**Instruction:** Rewrite the entries below with "diced" changed to "chopped" and every other part left untouched.

**Recorded data:**
[start]
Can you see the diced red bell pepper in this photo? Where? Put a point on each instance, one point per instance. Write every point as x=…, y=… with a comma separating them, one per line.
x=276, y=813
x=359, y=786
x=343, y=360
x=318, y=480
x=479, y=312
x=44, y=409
[end]
**Answer in full:**
Can you see the chopped red bell pepper in this photo? Where? Put a point on each instance, one point per instance. Write every point as x=…, y=… with a comma separating them, one per line.
x=276, y=813
x=359, y=786
x=343, y=360
x=318, y=480
x=479, y=312
x=44, y=409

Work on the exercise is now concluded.